#### BRIEF:
Pick out every line in the records below that contains the string "crowd", and copy each of those lines in full.

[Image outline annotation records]
▽
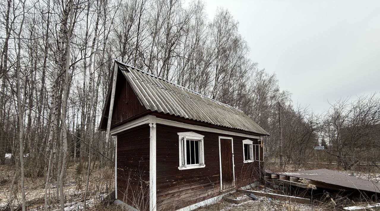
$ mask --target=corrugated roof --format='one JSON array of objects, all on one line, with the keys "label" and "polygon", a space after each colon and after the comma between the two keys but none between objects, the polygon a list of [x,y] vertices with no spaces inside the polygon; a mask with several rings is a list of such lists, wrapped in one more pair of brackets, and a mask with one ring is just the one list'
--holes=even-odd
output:
[{"label": "corrugated roof", "polygon": [[380,192],[380,184],[339,171],[325,168],[276,173],[362,190]]},{"label": "corrugated roof", "polygon": [[117,63],[147,109],[215,125],[269,135],[241,110],[142,70]]}]

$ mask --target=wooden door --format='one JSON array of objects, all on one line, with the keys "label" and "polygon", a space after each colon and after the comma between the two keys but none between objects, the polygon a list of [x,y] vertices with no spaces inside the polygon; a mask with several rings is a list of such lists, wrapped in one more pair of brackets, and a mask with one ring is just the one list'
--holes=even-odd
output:
[{"label": "wooden door", "polygon": [[219,138],[221,190],[228,189],[235,186],[233,143],[231,138]]}]

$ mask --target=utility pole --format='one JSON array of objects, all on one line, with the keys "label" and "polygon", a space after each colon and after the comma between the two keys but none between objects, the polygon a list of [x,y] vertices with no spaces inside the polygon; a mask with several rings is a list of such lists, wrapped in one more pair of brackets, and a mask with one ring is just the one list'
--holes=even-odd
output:
[{"label": "utility pole", "polygon": [[280,167],[282,168],[282,128],[281,127],[281,105],[279,102],[279,127],[280,128]]}]

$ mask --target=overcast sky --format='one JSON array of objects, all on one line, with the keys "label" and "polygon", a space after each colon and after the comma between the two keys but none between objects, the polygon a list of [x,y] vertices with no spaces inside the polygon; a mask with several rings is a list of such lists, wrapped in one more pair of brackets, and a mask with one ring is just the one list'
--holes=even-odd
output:
[{"label": "overcast sky", "polygon": [[314,111],[328,100],[380,91],[380,0],[206,1],[239,22],[261,68],[274,72],[294,104]]}]

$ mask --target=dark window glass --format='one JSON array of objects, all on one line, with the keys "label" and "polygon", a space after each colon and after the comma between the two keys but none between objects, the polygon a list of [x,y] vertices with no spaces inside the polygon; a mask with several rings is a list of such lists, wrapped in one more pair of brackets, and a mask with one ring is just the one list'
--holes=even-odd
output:
[{"label": "dark window glass", "polygon": [[182,165],[185,165],[185,140],[182,140]]},{"label": "dark window glass", "polygon": [[190,140],[186,140],[186,163],[191,164],[191,154],[190,153]]},{"label": "dark window glass", "polygon": [[249,150],[249,144],[244,144],[244,160],[250,160],[250,150]]},{"label": "dark window glass", "polygon": [[186,140],[186,164],[199,164],[199,141]]},{"label": "dark window glass", "polygon": [[195,163],[199,164],[199,141],[194,141],[195,144]]}]

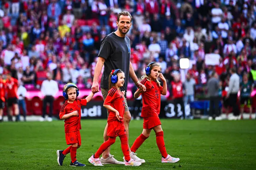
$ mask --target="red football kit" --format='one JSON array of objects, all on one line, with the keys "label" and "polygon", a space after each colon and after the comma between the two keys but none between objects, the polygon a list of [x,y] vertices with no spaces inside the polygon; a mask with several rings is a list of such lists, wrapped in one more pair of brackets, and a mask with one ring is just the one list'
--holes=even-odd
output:
[{"label": "red football kit", "polygon": [[[158,115],[160,112],[161,94],[163,91],[163,87],[159,86],[155,81],[149,81],[146,79],[143,79],[141,83],[146,88],[146,91],[141,94],[143,103],[141,111],[141,117],[144,119],[143,129],[152,129],[161,124]],[[136,152],[148,137],[142,133],[133,142],[131,147],[131,151]],[[156,133],[156,140],[162,156],[166,158],[168,154],[165,148],[163,131]]]},{"label": "red football kit", "polygon": [[62,105],[59,117],[60,119],[64,115],[74,111],[78,112],[79,116],[73,116],[64,121],[65,124],[65,133],[66,133],[67,144],[71,144],[78,143],[79,146],[81,145],[81,136],[80,130],[81,129],[81,106],[86,106],[87,104],[86,99],[76,99],[73,103],[68,102],[66,100]]},{"label": "red football kit", "polygon": [[6,80],[6,91],[7,91],[7,98],[17,98],[18,96],[18,80],[13,78],[11,80]]},{"label": "red football kit", "polygon": [[6,86],[5,82],[2,79],[0,79],[0,99],[3,102],[5,101],[5,90]]},{"label": "red football kit", "polygon": [[[125,113],[125,98],[121,92],[118,91],[116,88],[113,87],[109,91],[104,104],[111,106],[118,111],[120,117],[123,118]],[[116,137],[126,134],[124,119],[122,119],[119,121],[116,117],[115,113],[109,110],[109,113],[108,136]]]},{"label": "red football kit", "polygon": [[[120,91],[113,87],[109,91],[104,104],[111,106],[119,113],[119,116],[123,118],[125,113],[125,98]],[[129,154],[129,145],[125,129],[124,119],[118,120],[116,117],[115,113],[109,110],[108,117],[107,135],[109,139],[102,143],[94,154],[95,158],[100,157],[103,152],[115,143],[117,136],[119,136],[121,141],[121,148],[125,156],[125,159],[129,161],[131,159]]]},{"label": "red football kit", "polygon": [[146,79],[141,83],[146,86],[146,91],[141,94],[143,106],[141,116],[144,119],[143,128],[151,129],[161,124],[158,115],[163,87],[159,87],[155,81],[149,81]]}]

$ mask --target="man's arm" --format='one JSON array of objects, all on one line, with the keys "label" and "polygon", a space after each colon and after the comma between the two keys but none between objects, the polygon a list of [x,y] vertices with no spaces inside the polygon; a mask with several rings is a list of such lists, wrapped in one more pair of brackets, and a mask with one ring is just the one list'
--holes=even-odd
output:
[{"label": "man's arm", "polygon": [[97,92],[99,91],[99,76],[100,76],[100,73],[103,67],[103,65],[105,63],[105,60],[104,58],[101,57],[98,57],[97,63],[96,64],[95,69],[94,70],[94,76],[93,77],[93,85],[91,86],[91,91],[94,92]]},{"label": "man's arm", "polygon": [[133,69],[133,67],[132,67],[132,64],[130,61],[130,62],[129,68],[129,74],[130,75],[130,76],[132,80],[134,83],[135,83],[135,84],[137,85],[137,84],[137,84],[137,83],[139,81],[139,80],[136,75],[135,72],[134,72],[134,69]]}]

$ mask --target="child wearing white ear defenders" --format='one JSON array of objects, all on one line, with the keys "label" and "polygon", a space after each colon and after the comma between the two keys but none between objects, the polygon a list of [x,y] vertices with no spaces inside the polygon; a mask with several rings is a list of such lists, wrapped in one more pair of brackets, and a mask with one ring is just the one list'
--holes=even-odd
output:
[{"label": "child wearing white ear defenders", "polygon": [[76,149],[81,146],[81,106],[86,106],[94,94],[91,92],[85,99],[80,99],[77,98],[79,94],[79,90],[75,84],[68,83],[63,88],[62,94],[66,100],[60,109],[59,117],[61,120],[65,120],[66,142],[67,144],[71,145],[65,150],[57,151],[57,161],[59,165],[62,166],[66,155],[70,152],[71,161],[70,166],[84,166],[85,165],[77,161],[76,158]]},{"label": "child wearing white ear defenders", "polygon": [[120,69],[113,70],[109,75],[109,90],[105,100],[103,106],[109,110],[108,117],[107,135],[109,139],[100,146],[97,152],[88,159],[89,162],[95,166],[103,166],[100,162],[100,156],[109,147],[113,144],[116,138],[119,136],[121,147],[125,156],[125,165],[139,166],[141,163],[134,161],[130,157],[126,132],[125,129],[123,117],[125,113],[124,91],[121,91],[120,87],[125,83],[125,73]]}]

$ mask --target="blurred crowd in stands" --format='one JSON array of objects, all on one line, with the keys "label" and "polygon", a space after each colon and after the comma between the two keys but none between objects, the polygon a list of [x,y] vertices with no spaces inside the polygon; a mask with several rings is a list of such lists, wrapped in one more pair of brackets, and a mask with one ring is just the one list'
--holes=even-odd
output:
[{"label": "blurred crowd in stands", "polygon": [[[123,10],[133,17],[127,36],[138,77],[155,61],[169,84],[189,74],[200,89],[213,71],[225,82],[233,67],[256,80],[256,1],[248,0],[2,0],[0,72],[27,88],[40,88],[49,72],[59,84],[90,88],[101,40]],[[206,64],[207,54],[219,54],[218,64]],[[189,69],[180,69],[182,58]]]}]

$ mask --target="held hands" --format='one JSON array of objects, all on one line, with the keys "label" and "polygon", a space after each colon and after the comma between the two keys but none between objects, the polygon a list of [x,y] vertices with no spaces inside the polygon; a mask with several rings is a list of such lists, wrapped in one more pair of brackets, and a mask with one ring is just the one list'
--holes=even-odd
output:
[{"label": "held hands", "polygon": [[123,118],[119,116],[119,112],[117,111],[116,111],[116,117],[117,118],[118,120],[120,121],[120,119],[123,119]]},{"label": "held hands", "polygon": [[93,83],[93,85],[91,86],[91,91],[94,94],[99,91],[99,83],[97,82],[95,82]]},{"label": "held hands", "polygon": [[162,81],[166,81],[166,80],[165,79],[165,77],[163,76],[163,75],[162,73],[160,73],[160,74],[159,74],[159,78],[161,79],[161,80]]},{"label": "held hands", "polygon": [[124,91],[124,91],[122,91],[121,92],[122,93],[122,94],[124,96],[125,96],[125,91]]},{"label": "held hands", "polygon": [[71,112],[71,114],[72,114],[72,116],[79,116],[79,115],[78,114],[78,112],[77,112],[77,111],[74,111],[74,112]]},{"label": "held hands", "polygon": [[140,82],[137,84],[137,87],[141,89],[141,88],[142,89],[142,91],[146,91],[146,86],[143,84],[142,84]]},{"label": "held hands", "polygon": [[146,91],[146,88],[145,88],[145,89],[144,89],[143,90],[143,88],[141,86],[139,87],[139,90],[140,92],[143,92]]}]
△
#### REPLY:
$ mask --target="blurred crowd in stands" --format='one JSON array of objects, all on one line, with the keys "label" and "polygon", a space after each colon and after the comma between the two keys but none between objects, the polygon a list of [x,y] vertices with no spaces inside the polygon; a mask with several rings is a list of such lists, wrapped in one more pair of brackets, and a mask with one ring is just the one list'
[{"label": "blurred crowd in stands", "polygon": [[[123,10],[133,17],[127,36],[138,77],[155,61],[169,84],[189,74],[200,89],[213,71],[225,82],[233,67],[256,80],[256,1],[248,0],[2,0],[0,72],[27,88],[40,88],[49,72],[59,84],[90,88],[101,40]],[[206,64],[207,54],[219,54],[218,64]],[[189,69],[180,69],[182,58]]]}]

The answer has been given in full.